Attaching package: 'brms'

The following object is masked from 'package:stats':

    ar
library(DBI)
library(RSQLite)
library(flowchart)
library(gtsummary)
library(ggplot2)
library(bayestestR)
Warning: package 'bayestestR' was built under R version 4.2.3
library(marginaleffects)
Warning: package 'marginaleffects' was built under R version 4.2.3
library(rstan)
Warning: package 'rstan' was built under R version 4.2.3
Loading required package: StanHeaders

rstan version 2.32.6 (Stan version 2.32.2)

For execution on a local, multicore CPU with excess RAM we recommend calling
options(mc.cores = parallel::detectCores()).
To avoid recompilation of unchanged Stan programs, we recommend calling
rstan_options(auto_write = TRUE)
For within-chain threading using `reduce_sum()` or `map_rect()` Stan functions,
change `threads_per_chain` option:
rstan_options(threads_per_chain = 1)


Attaching package: 'rstan'

The following object is masked from 'package:tidyr':

    extract
library(flowchart)
library("devtools")
Loading required package: usethis
library(rcmswe)

# Set gtsummart theme
theme_gtsummary_compact()

..............................

▶ [WORK ITEM]:
In the R session output, which rstan version is reported, and with which Stan version? The lines after this point are independent material with no connection to the R session output above.

▶ [DATA LISTING]:
..............................

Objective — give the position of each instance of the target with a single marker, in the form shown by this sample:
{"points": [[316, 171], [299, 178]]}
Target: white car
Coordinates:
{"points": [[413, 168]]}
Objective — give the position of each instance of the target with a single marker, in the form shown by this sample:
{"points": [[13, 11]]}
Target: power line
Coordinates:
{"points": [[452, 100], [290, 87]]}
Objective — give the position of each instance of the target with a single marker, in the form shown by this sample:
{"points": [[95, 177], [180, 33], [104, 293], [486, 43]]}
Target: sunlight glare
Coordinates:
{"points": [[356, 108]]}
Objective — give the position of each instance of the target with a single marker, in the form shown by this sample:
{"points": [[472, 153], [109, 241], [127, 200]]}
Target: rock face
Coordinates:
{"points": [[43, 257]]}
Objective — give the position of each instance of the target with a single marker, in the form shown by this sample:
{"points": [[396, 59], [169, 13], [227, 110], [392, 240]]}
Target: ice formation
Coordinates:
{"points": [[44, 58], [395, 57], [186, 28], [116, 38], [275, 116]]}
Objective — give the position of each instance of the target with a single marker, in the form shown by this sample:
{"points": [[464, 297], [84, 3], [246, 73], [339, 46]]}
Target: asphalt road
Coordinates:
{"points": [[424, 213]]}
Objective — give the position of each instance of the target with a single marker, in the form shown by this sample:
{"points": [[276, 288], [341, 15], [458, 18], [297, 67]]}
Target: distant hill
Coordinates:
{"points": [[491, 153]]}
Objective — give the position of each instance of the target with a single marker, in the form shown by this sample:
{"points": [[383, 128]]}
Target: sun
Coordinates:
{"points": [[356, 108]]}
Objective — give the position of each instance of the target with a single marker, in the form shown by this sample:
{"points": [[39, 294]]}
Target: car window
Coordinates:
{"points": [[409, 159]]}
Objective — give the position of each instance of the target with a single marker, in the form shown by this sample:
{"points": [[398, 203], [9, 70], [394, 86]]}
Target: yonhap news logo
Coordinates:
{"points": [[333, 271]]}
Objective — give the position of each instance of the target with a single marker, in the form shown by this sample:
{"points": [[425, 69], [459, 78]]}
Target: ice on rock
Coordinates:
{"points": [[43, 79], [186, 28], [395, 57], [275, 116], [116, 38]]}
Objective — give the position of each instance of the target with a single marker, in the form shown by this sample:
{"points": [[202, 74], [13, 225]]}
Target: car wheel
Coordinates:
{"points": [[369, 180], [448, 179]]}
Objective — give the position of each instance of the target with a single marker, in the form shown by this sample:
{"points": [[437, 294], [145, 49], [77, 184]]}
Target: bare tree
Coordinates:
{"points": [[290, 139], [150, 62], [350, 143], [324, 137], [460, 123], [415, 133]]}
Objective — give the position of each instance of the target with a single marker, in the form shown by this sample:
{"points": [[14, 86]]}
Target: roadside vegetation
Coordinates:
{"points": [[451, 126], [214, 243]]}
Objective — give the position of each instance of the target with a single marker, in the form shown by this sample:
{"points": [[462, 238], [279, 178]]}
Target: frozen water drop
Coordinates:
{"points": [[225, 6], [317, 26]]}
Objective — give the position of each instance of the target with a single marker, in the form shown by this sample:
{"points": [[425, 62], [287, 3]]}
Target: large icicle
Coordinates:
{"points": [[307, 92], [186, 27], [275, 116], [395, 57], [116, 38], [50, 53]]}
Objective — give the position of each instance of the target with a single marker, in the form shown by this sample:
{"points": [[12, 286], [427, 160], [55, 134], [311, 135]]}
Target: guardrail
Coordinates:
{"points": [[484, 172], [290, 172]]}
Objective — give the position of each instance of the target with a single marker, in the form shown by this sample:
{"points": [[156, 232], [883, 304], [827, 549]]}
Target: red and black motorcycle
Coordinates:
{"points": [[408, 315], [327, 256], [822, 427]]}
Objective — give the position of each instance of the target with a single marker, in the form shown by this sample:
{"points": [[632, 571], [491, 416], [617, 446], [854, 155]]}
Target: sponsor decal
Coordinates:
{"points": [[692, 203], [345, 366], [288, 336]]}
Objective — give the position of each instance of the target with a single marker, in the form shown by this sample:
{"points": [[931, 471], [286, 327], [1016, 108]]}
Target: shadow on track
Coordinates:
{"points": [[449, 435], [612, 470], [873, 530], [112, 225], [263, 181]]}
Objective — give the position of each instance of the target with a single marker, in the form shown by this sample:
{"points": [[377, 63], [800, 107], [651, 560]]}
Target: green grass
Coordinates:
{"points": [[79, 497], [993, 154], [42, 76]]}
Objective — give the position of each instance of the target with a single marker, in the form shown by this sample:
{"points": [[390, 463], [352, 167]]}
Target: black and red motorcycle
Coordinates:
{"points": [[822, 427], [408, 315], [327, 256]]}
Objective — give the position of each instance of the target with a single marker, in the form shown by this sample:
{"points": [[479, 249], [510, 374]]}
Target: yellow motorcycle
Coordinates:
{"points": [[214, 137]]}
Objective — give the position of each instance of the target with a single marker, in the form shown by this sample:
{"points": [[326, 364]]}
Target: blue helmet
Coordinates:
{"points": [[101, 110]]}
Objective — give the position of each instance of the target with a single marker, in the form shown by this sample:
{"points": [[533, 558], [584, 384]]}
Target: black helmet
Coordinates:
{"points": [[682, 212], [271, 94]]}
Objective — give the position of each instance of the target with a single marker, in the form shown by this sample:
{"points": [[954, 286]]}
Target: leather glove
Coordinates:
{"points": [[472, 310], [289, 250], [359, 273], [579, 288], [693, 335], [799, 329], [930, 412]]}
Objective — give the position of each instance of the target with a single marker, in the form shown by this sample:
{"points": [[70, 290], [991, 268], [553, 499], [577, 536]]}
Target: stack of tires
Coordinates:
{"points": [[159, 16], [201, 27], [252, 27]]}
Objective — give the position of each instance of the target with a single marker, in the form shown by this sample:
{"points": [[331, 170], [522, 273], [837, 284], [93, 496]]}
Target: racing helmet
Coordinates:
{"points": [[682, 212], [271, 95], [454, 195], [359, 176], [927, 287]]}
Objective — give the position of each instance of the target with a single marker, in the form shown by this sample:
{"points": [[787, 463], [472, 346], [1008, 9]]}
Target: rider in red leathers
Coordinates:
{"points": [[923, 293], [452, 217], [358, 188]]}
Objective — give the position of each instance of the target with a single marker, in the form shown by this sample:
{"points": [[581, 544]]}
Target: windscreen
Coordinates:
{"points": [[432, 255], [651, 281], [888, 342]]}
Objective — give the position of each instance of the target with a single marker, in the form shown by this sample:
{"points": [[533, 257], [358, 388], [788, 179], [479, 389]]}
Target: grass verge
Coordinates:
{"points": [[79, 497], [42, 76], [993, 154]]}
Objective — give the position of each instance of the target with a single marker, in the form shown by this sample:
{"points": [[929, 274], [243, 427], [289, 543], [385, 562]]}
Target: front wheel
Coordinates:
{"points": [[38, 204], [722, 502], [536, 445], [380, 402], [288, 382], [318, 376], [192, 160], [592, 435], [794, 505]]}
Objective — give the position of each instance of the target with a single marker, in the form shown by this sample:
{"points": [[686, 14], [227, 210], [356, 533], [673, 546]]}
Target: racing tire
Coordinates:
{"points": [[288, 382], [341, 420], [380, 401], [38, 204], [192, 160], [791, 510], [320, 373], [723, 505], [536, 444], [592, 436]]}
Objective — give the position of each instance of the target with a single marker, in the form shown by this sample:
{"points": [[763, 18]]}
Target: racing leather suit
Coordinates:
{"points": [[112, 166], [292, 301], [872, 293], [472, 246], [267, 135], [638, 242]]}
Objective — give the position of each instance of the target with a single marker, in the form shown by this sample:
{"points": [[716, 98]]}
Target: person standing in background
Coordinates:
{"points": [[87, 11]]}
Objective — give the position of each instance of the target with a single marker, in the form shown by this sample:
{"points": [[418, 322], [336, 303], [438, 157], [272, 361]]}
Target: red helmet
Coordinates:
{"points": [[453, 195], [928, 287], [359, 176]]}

..............................

▶ [WRITTEN RESPONSE]:
rstan version 2.32.6, with Stan version 2.32.2.